→ Document excerpt:
▽

Tuesday, 31 May 2011

Rock the House

Listening to my smallest small loudly giggling away in the bath, under the careful supervision of The Grandma One, and the two biggest Smalls arranging the flower bouquets for a knight and Barbie wedding it is hard to believe today got off to a rocky start.
But it did, before breakfast tempers had been lost, voices raised, pulses increased. I made soft boiled eggs and buttered white toast dunkers for Middle Small when it was porridge that was required. It all went wrong. Very wrong.
It did improve though, and, as I have mentioned in earlier blog posts was probably less than 5 minutes out of the whole day. In the end Middle Small had both porridge and two soft boiled eggs and dunkers for breakfast.
In my twelve dog years of parenting, a friend told me the other day that your parenting dog years is when you add the ages of all your children together, this is the toughest phase I recall. Hugs and Mummy Milk have fixed most things in the past but domestic harmony is a slightly trickier goal at the moment.
Grandma took Big Small swimming this morning, she is on the cusp of independent swimming and just needs to keep going!

△

[Pointing dataset items]
▽

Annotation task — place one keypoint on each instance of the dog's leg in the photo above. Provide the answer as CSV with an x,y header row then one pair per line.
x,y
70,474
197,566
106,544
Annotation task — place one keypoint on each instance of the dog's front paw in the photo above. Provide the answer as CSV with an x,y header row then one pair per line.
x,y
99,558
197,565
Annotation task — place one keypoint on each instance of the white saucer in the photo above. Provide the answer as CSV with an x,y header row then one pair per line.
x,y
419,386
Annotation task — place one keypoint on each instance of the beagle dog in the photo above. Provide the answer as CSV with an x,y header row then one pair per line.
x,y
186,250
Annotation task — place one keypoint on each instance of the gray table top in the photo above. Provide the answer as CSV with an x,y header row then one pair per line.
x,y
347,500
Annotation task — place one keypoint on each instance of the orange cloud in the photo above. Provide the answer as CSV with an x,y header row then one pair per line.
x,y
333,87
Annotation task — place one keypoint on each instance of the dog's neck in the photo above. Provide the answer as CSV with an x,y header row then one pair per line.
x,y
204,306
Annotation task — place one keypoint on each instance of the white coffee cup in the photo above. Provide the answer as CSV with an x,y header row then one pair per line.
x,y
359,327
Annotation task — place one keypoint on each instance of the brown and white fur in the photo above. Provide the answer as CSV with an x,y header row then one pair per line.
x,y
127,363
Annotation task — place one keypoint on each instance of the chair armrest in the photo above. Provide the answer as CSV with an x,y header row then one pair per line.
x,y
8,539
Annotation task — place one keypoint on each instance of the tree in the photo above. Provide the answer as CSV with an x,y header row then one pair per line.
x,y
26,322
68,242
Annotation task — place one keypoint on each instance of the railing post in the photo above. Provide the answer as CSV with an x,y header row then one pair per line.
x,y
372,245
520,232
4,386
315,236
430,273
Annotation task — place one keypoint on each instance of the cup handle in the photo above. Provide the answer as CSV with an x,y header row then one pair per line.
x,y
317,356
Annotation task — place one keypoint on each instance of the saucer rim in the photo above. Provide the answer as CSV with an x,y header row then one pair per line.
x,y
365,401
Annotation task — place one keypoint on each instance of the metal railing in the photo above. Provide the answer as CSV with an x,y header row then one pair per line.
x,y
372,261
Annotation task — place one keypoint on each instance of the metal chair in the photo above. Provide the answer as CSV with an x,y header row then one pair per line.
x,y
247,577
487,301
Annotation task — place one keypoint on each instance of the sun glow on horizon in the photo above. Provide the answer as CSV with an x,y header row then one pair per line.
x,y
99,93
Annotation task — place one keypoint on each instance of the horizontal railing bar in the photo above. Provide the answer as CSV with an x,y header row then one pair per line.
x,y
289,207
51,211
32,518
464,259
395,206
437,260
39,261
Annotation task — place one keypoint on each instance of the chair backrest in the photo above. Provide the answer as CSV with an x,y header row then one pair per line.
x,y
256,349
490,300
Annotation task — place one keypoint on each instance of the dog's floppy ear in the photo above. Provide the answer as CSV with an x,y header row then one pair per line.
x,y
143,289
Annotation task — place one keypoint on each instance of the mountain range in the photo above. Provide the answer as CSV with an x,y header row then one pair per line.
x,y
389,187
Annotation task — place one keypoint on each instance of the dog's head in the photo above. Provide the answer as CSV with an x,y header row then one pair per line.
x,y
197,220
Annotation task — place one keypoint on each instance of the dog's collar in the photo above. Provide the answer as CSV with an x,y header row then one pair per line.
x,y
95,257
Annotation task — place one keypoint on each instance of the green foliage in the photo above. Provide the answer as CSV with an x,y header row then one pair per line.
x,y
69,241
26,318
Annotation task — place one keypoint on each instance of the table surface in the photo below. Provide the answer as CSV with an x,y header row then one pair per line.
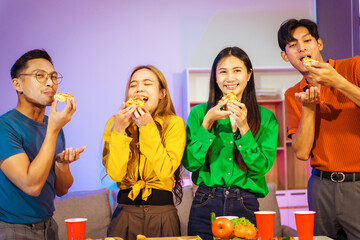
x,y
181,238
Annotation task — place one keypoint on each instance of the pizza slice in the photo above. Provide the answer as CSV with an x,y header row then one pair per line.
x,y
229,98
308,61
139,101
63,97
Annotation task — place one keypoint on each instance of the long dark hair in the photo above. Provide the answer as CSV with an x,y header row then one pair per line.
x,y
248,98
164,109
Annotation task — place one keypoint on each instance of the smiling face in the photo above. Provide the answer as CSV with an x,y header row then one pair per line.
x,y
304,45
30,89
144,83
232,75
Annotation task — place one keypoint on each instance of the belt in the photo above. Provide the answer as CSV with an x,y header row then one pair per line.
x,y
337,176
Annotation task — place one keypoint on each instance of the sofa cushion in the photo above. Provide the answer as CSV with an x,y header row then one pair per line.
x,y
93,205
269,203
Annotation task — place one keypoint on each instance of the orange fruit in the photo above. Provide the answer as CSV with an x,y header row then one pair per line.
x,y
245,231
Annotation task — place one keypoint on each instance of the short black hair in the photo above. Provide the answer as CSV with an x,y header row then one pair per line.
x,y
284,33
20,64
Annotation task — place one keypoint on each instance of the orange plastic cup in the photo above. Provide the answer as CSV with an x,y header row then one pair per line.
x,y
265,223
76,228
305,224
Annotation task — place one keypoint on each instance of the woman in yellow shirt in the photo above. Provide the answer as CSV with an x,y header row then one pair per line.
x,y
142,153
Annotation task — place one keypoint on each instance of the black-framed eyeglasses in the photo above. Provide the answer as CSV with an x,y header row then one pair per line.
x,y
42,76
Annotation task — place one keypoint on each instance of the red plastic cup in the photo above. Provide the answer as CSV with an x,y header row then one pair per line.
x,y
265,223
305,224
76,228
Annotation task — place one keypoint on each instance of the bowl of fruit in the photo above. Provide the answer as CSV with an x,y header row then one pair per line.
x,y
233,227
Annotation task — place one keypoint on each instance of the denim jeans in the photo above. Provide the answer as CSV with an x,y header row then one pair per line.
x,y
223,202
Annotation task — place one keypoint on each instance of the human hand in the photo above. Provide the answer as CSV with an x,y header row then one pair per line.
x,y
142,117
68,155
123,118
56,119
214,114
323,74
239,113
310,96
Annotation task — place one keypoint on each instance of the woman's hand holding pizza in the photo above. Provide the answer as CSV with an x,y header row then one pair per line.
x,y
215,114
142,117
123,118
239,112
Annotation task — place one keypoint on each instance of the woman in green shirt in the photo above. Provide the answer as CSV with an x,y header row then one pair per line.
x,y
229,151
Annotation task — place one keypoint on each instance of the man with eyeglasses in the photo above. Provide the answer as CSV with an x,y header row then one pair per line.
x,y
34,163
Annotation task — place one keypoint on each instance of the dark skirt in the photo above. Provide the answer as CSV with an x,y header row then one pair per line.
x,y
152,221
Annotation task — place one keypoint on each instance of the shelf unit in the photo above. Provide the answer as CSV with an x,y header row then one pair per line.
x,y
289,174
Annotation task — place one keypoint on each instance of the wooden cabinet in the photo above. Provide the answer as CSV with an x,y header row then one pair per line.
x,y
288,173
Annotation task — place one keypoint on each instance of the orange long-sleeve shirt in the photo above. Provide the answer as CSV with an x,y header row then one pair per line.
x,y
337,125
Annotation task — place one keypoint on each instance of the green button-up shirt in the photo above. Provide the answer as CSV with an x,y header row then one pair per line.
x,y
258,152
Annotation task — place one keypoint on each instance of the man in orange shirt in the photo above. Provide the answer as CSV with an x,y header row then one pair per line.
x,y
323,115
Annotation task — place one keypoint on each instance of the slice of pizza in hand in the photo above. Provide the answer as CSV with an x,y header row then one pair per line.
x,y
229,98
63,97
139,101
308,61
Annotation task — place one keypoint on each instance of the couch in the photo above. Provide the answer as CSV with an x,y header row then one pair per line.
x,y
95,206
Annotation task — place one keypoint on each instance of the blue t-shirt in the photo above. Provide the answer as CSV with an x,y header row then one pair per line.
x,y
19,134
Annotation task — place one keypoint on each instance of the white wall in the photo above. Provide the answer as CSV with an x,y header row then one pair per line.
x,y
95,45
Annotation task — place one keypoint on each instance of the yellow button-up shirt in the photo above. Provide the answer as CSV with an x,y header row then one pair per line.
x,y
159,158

△

→ Required work:
[A] In the blog post, what did Middle Small end up eating for breakfast?
[B] Write the next few sentences of the blog post, picking up after its final sentence about swimming.
The items aren't needed for what comes next.

→ Results of the tasks:
[A] Both porridge and two soft boiled eggs with dunkers.

[B]
Sometimes it feels like there has to be something to take the gloss off or else life would all just be too perfect. It has been making Big Small really sad though, yesterday she told me it makes her feel like the saddest girl in the world when tempers are lost. I wonder where the corner is because I need to turn it.
After an early lunch we headed off out and spent the afternoon at Parham House, it poured for the first five minutes we were there but then the grey blew over and blue skies provided the backdrop for our stroll round the garden and play in the Wendy House. If there is somewhere with a brown and white signpost in a 10 mile radius of our house that we haven't visited I would be surprised!
The Wendy House at Parham is stunning, built in the 1920s all the doors and windows open and it is chocolate box cute.
It is a few years since we last went to the gardens at Parham and my initial impression was that they looked a little more 'shaggy' than usual but, after we had been there a while, I began to suspect that this may be a deliberate ploy as the flowers and grasses were buzzing with enormous bees.
When we went to Horsham Museum we read that there was a unicorn horn at Parham and, although the house part is closed on a Tuesday, we asked the staff and they were able to show us a photo. It is actually a narwhal horn and over 400 years old. S knew straight away that it was from a whale and not a horn but a tooth. "How do you know all this stuff?" I asked her. "Octonauts." she replied nonchalantly. Big Small loves unicorns she also had my camera for most of the visit today which is why the photography on the blog today is way above its usual standard!
I was after some bronze fennel from the garden shop at Parham today but sadly they had sold out. We did have a cup of tea though!
When we arrived home S immediately set to work on a florist's shop of her own and wrote out signs and set up a display. When the customers were not immediately forthcoming she arranged a fairy flyover to attract their attention.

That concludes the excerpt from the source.